- _Exercise details_:
Return every line of the entries below that contains the string "target".

Dataset records
__________________________________________________

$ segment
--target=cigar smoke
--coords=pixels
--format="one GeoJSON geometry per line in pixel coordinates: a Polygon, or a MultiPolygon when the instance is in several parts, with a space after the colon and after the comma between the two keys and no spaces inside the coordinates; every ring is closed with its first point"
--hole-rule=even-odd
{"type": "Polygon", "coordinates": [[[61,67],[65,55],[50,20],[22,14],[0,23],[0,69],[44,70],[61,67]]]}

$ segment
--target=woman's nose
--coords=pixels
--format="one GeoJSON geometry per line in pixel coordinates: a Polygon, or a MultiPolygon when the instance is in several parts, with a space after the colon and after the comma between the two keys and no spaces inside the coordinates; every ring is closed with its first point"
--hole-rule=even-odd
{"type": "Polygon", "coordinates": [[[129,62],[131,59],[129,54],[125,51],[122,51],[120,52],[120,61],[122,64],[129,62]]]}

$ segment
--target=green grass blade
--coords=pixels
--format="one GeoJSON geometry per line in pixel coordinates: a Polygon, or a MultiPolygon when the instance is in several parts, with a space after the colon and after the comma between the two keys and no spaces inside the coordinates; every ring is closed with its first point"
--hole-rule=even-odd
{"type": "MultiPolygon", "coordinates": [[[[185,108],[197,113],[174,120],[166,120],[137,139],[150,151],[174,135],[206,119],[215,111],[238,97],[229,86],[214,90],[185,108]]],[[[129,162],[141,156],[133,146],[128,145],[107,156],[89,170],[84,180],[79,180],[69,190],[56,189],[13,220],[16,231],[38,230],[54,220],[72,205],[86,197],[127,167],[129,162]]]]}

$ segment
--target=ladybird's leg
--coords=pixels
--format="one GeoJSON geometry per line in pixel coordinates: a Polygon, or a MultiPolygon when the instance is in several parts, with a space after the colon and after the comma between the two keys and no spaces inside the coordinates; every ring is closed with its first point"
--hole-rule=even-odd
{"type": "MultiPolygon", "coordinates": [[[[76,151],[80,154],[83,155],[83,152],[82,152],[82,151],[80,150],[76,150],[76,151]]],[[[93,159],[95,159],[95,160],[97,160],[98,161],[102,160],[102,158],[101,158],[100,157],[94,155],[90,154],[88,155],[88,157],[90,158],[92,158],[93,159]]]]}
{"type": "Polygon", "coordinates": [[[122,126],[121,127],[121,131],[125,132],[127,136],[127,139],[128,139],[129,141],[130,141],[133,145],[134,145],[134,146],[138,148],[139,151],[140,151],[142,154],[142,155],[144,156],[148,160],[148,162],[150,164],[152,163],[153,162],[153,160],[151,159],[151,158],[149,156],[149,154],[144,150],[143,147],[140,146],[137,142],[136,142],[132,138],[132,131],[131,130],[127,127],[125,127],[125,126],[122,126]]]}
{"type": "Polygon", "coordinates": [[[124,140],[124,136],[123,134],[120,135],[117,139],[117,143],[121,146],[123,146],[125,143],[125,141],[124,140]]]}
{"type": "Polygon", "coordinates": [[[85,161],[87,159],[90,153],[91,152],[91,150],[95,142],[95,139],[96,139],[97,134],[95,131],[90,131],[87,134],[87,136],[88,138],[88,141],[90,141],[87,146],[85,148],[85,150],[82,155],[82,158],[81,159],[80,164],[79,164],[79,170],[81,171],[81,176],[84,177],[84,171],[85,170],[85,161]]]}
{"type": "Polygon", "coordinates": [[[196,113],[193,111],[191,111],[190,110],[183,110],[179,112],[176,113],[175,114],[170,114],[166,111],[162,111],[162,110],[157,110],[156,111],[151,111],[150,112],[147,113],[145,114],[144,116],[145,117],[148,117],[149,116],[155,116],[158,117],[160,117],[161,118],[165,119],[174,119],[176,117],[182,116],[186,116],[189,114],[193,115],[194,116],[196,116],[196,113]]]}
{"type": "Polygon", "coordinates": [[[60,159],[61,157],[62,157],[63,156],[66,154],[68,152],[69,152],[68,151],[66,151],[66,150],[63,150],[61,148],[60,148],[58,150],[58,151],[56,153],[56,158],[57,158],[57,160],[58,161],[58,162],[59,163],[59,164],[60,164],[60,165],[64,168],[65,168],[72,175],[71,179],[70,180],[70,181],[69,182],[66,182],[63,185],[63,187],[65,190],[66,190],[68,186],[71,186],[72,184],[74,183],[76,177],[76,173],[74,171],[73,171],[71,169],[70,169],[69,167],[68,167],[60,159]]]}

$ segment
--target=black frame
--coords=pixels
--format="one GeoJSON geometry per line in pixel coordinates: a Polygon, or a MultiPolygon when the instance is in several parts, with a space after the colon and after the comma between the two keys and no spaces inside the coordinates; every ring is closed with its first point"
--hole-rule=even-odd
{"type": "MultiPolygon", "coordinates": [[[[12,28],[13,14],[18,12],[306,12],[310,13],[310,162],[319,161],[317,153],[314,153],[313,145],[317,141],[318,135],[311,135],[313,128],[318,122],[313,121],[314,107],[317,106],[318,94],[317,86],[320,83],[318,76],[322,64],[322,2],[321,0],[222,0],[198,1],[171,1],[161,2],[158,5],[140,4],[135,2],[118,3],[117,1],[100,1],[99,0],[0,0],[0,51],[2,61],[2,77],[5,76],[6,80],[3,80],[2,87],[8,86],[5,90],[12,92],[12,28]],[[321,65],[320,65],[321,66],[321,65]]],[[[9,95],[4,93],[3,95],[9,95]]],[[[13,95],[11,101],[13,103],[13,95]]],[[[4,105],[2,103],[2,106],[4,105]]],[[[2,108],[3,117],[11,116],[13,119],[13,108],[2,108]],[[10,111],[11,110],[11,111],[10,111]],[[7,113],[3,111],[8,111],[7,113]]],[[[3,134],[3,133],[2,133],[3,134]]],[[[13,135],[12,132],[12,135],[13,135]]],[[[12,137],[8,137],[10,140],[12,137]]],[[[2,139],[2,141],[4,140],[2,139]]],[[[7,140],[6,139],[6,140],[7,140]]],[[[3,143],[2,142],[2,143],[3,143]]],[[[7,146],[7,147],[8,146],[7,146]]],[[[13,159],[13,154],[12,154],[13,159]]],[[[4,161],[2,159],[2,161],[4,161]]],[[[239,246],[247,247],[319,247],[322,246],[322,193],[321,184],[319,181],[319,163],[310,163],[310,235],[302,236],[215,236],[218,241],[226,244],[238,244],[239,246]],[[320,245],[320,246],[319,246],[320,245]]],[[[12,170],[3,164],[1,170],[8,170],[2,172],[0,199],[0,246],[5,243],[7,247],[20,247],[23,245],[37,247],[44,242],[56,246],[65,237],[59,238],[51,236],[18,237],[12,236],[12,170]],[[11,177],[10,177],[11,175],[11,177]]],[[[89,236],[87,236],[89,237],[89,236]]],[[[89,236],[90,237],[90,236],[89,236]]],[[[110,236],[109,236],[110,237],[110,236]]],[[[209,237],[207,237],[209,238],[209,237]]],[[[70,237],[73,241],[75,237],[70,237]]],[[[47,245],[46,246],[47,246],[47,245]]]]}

__________________________________________________

- _Exercise response_:
--target=cigar smoke
--target=woman's nose
--target=green grass blade
--target=ladybird's leg
--target=black frame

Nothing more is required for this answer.